● TEXTE À LIRE:
┌──

Maintenant, comment concilier l’aspect rudimentaire des peintures védiques avec l’agencement déjà compliqué et régulier des rites religieux qui les encadrent, surtout si l’on se place au point de vue inauguré par les travaux de mon malheureux maître et ami, Bergaigne ? On sait que, d’après lui, toute l’ancienne optique du Rig-Véda est illusoire. Là où ses premiers exégètes européens s’accordaient à voir des effusions lyriques provoquées chez les Linus et les Orphées de l’Indo aryenne par le spectacle des grands phénomènes de la nature, il ne voulait retrouver qu’un recueil de formules religieuses ou de prières dans un style bizarre, à l’usage d’un culte déjà tout organisé, — une sorte de missel ou d’antiphonaire servant à des rites déterminés et dont l’ensemble constituait dès lors une religion.

└──

[Extrait d'un jeu de données]
┌──

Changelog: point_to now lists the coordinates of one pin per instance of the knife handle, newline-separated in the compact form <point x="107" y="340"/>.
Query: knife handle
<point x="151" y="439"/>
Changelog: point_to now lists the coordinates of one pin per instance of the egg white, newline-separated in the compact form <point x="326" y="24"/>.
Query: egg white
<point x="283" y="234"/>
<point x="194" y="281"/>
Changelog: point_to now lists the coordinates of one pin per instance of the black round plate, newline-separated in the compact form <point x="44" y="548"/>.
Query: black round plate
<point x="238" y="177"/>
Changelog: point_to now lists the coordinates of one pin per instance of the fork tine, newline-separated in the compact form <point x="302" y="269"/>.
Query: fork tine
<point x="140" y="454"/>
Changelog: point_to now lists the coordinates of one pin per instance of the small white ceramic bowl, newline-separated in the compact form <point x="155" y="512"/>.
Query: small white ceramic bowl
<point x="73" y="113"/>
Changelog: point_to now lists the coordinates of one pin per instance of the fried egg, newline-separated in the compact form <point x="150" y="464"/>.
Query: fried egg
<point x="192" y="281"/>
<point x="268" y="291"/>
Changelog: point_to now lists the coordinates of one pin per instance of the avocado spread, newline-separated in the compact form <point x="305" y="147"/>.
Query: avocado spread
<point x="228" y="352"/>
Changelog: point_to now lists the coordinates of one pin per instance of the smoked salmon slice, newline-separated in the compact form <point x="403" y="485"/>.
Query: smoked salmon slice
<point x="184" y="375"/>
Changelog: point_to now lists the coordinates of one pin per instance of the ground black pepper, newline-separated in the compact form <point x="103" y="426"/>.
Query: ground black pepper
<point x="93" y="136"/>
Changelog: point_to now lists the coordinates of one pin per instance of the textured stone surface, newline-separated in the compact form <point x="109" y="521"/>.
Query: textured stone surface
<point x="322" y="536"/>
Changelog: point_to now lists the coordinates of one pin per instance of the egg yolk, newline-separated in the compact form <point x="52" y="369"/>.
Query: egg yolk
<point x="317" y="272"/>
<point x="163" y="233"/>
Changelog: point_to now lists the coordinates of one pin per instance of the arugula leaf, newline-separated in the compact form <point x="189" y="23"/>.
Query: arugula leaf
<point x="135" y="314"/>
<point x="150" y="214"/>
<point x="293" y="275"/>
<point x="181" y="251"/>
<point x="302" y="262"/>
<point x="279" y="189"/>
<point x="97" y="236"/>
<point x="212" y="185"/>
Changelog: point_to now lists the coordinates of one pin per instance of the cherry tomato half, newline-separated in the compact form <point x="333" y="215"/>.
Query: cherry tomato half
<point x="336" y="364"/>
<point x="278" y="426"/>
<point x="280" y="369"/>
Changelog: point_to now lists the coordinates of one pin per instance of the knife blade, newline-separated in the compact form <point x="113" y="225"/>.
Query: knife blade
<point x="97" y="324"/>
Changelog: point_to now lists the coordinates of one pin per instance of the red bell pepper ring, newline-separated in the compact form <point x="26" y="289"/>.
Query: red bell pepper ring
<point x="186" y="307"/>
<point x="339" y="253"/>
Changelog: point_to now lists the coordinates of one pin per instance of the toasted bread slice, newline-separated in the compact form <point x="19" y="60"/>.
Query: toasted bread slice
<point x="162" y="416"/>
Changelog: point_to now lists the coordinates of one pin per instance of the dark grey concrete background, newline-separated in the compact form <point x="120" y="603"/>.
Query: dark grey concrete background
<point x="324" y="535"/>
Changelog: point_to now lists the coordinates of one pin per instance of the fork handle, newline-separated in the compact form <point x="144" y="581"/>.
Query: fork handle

└──

● SÉRIE D'EXERCICES:
1 – Relevez tous les noms propres de personnes ou de figures mythiques cités dans le texte sur le Rig-Véda.
2 – Repérez dans les enregistrements chaque ligne contenant la chaîne "concrete", en tenant compte de la casse, et recopiez-la.

● RÉPONSES PAR EXERCICE:
1 – Bergaigne, Linus, Orphées

2 –
Changelog: point_to now lists the coordinates of one pin per instance of the dark grey concrete background, newline-separated in the compact form <point x="120" y="603"/>.
Query: dark grey concrete background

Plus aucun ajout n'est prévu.